* The exercise:
Extract every line of the material below that contains the string "podium", treating uppercase and lowercase letters as distinct.

* Recorded information:
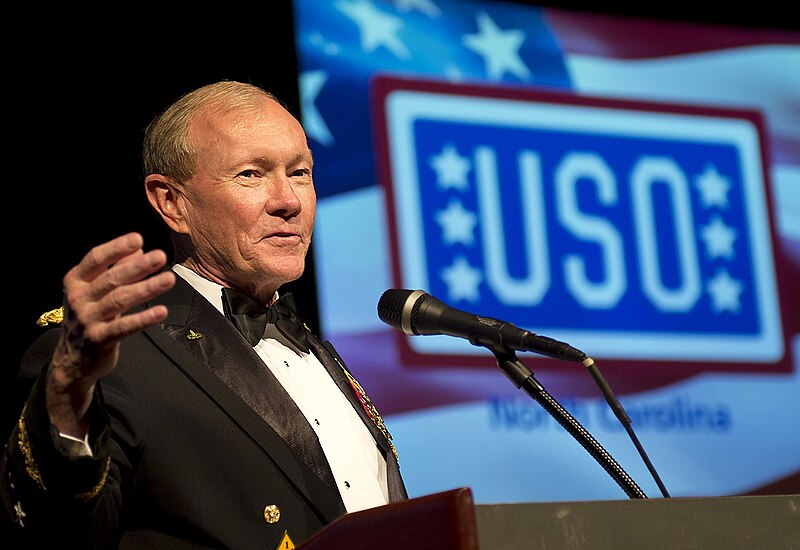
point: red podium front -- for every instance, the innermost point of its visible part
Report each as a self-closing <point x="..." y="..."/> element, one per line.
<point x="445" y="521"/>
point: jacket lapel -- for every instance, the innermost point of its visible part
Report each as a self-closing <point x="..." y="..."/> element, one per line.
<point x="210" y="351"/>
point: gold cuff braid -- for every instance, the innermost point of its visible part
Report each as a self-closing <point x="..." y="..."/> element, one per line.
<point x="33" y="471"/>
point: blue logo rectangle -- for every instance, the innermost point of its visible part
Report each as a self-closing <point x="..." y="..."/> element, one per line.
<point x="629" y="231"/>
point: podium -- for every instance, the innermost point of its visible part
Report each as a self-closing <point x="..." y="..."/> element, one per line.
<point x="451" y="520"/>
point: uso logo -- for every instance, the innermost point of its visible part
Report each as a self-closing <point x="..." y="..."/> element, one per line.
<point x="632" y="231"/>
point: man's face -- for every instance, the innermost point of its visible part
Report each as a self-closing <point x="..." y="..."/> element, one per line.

==

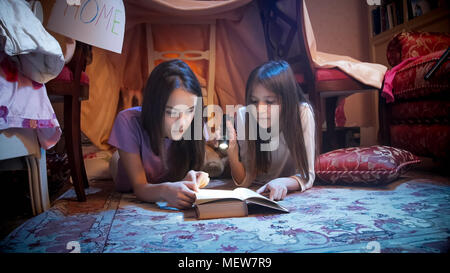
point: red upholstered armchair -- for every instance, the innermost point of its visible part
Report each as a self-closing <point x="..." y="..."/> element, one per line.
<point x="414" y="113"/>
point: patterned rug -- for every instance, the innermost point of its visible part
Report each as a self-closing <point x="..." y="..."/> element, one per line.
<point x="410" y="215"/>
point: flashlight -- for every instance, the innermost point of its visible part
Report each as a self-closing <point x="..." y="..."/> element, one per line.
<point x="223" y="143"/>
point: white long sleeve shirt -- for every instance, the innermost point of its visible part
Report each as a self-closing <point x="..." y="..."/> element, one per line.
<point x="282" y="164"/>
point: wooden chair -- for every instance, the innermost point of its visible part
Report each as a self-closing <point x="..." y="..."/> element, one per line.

* Full response:
point: red podium front -- for every instance, the innermost point of its visible part
point: podium -- for every instance, the innermost point of its visible part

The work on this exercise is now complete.